- **REQUIREMENT A**:
Reproduce, word for word, the part of the passage on handling arguments in a relationship that opens with the words containing "I know and fear" and closes with "I could do?".

- **READING PASSAGE**:
Lately, I've been trying to organize my feelings by writing them down and try to figure out how to approach them. One thing I know is that when we fight it's always me stating a problem and him trying to look for a solution. I should be more proactive on that, and not be so accusatory. Second thing I've realized is that we move on in different ways. It's hard for me to forget and get over certain events, while I forget about fights we've had. He does the opposite - will get over things that have happened, but the fights will be in his mind. I've also identified that there are certain things I need to be open about (I use to have a problem with this, he's really helped me in being more vocal about my feelings), but other things where I just need to vent out… and not to him. This is mainly so I hear myself say some goddamn stupid and realize how ridiculous I'm being.

I know and fear that this could doom our relationship. I hate the fact that I'm hurting him but I've seen myself continue to do so. I want to figure out how to deal with my emotions in a more constructive way. And without hurting my boyfriend. Writing things out have helped. Is there anything else I could do?

I appreciate any suggestions. Thanks!
 
One thing I know is that when we fight it's always me stating a problem and him trying to look for a solution.

Hey! As you ask for suggestions - How about when you state a problem, you already have a couple of possible solutions in mind that you suggest? That's not only proactive, but it gives him a way to meet your needs without necessarily causing a lot of stress. Of course that requires that you know what your needs are.

- **REQUIREMENT B**:
Find each line of the records that contains the word "white", and copy those lines.

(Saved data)
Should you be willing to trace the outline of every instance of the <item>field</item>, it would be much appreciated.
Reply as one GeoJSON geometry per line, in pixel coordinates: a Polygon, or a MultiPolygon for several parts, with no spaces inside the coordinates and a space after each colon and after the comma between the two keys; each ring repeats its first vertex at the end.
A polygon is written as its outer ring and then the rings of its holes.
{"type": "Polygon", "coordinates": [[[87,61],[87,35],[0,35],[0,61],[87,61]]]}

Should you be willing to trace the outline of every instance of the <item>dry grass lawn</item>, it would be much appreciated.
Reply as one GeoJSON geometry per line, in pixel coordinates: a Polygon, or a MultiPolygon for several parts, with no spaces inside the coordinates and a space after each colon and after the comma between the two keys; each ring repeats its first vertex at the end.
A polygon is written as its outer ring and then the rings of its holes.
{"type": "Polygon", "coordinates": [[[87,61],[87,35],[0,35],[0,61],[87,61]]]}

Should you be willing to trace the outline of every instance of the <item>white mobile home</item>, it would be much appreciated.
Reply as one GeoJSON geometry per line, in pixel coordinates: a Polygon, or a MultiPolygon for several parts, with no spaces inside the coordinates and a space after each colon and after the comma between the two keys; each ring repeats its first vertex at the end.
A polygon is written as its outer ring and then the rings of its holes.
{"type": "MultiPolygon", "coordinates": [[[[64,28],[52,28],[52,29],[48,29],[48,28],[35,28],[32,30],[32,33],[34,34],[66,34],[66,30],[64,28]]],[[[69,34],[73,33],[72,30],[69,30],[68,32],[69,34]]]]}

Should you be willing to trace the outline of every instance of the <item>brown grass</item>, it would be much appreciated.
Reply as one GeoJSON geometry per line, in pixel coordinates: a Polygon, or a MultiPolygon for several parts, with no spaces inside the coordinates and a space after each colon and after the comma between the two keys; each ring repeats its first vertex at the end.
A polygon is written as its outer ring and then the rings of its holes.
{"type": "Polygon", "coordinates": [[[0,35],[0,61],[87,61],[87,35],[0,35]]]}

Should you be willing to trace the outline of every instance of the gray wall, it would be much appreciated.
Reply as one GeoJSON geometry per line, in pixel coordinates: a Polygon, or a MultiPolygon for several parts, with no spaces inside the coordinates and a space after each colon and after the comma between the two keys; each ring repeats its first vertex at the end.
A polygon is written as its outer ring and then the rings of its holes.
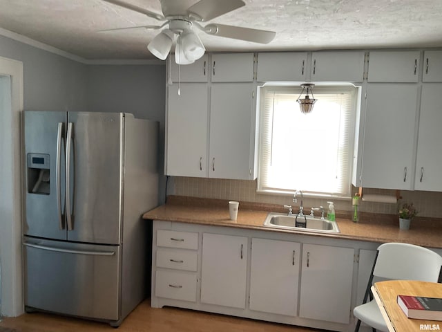
{"type": "Polygon", "coordinates": [[[127,112],[160,122],[158,190],[160,203],[164,203],[166,64],[90,65],[87,88],[88,111],[127,112]]]}
{"type": "Polygon", "coordinates": [[[2,36],[0,56],[23,62],[25,109],[86,108],[86,65],[2,36]]]}
{"type": "Polygon", "coordinates": [[[159,203],[164,202],[165,64],[88,65],[3,36],[0,56],[23,64],[24,109],[124,111],[158,121],[159,203]]]}

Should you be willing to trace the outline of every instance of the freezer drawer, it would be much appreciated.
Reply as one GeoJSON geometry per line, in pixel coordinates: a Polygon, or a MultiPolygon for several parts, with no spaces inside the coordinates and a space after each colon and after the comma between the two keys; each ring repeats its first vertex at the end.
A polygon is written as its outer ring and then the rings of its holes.
{"type": "Polygon", "coordinates": [[[25,305],[88,318],[120,315],[120,247],[25,237],[25,305]]]}

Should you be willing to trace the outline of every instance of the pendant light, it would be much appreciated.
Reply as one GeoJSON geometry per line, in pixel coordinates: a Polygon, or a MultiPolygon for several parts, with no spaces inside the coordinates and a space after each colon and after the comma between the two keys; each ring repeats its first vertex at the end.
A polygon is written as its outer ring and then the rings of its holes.
{"type": "Polygon", "coordinates": [[[303,114],[308,114],[310,113],[313,109],[313,105],[316,102],[317,99],[315,99],[313,95],[313,90],[311,89],[314,86],[315,84],[310,83],[301,84],[302,90],[301,91],[301,93],[300,93],[299,97],[298,97],[296,101],[299,103],[299,107],[303,114]],[[300,97],[304,91],[305,91],[305,97],[302,99],[300,97]],[[310,98],[310,96],[309,95],[310,93],[311,94],[313,99],[310,98]]]}

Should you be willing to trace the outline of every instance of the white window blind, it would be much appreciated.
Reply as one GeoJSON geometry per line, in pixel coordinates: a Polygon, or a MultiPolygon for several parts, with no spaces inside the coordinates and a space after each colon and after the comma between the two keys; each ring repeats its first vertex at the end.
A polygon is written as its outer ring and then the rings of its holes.
{"type": "Polygon", "coordinates": [[[316,86],[309,114],[300,111],[300,93],[261,88],[258,190],[349,196],[357,88],[316,86]]]}

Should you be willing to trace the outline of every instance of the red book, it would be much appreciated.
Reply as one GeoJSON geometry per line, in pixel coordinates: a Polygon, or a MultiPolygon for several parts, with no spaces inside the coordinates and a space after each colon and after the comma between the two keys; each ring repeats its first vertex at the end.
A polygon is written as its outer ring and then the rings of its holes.
{"type": "Polygon", "coordinates": [[[442,299],[398,295],[398,304],[408,318],[442,320],[442,299]]]}

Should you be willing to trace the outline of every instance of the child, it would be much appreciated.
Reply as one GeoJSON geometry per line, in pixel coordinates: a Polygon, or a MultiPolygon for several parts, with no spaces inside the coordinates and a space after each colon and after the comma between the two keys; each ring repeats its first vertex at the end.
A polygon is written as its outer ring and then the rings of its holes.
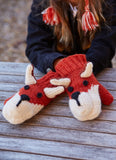
{"type": "Polygon", "coordinates": [[[28,67],[26,86],[5,101],[4,117],[23,123],[64,91],[74,117],[80,121],[98,117],[101,103],[113,101],[93,73],[112,67],[116,1],[34,0],[28,20],[26,55],[38,70],[52,71],[36,80],[28,67]]]}
{"type": "Polygon", "coordinates": [[[87,61],[93,63],[96,75],[104,68],[112,67],[115,47],[115,0],[51,0],[50,4],[49,0],[33,1],[28,18],[26,55],[41,72],[55,71],[61,58],[85,54],[87,61]],[[58,25],[47,25],[43,21],[42,11],[50,5],[60,18],[58,25]],[[96,21],[84,26],[82,18],[86,10],[92,12],[96,21]]]}

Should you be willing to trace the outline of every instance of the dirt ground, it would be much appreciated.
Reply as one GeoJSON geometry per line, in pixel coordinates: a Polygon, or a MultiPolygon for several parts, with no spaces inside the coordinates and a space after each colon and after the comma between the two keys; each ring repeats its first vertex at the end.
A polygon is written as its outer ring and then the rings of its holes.
{"type": "MultiPolygon", "coordinates": [[[[28,62],[27,17],[32,0],[0,0],[0,61],[28,62]]],[[[113,60],[116,67],[116,57],[113,60]]]]}

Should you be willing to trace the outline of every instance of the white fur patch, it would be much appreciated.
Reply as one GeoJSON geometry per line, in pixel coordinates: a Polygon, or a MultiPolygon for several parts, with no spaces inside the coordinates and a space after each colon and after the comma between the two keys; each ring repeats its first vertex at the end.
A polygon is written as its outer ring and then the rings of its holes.
{"type": "Polygon", "coordinates": [[[4,118],[12,124],[21,124],[37,114],[44,106],[22,101],[17,107],[20,100],[18,93],[14,95],[3,107],[2,114],[4,118]]]}
{"type": "Polygon", "coordinates": [[[33,72],[33,66],[29,64],[26,69],[26,75],[25,75],[25,84],[30,85],[30,84],[36,84],[35,78],[32,76],[33,72]]]}
{"type": "Polygon", "coordinates": [[[61,78],[61,79],[51,79],[50,83],[55,86],[64,86],[67,88],[70,84],[70,78],[61,78]]]}

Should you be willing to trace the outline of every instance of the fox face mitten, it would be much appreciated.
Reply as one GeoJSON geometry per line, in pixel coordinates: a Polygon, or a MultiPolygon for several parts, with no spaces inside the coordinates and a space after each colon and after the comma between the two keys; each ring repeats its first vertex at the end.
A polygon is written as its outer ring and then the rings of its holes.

- **WRITTEN REPLY A**:
I know and fear that this could doom our relationship. I hate the fact that I'm hurting him but I've seen myself continue to do so. I want to figure out how to deal with my emotions in a more constructive way. And without hurting my boyfriend. Writing things out have helped. Is there anything else I could do?

- **WRITTEN REPLY B**:
Should you be willing to trace the outline of every instance of the <item>white mobile home</item>, it would be much appreciated.
Should you be willing to trace the outline of every instance of the white window blind, it would be much appreciated.
Should you be willing to trace the outline of every instance of the white fur patch, it would be much appreciated.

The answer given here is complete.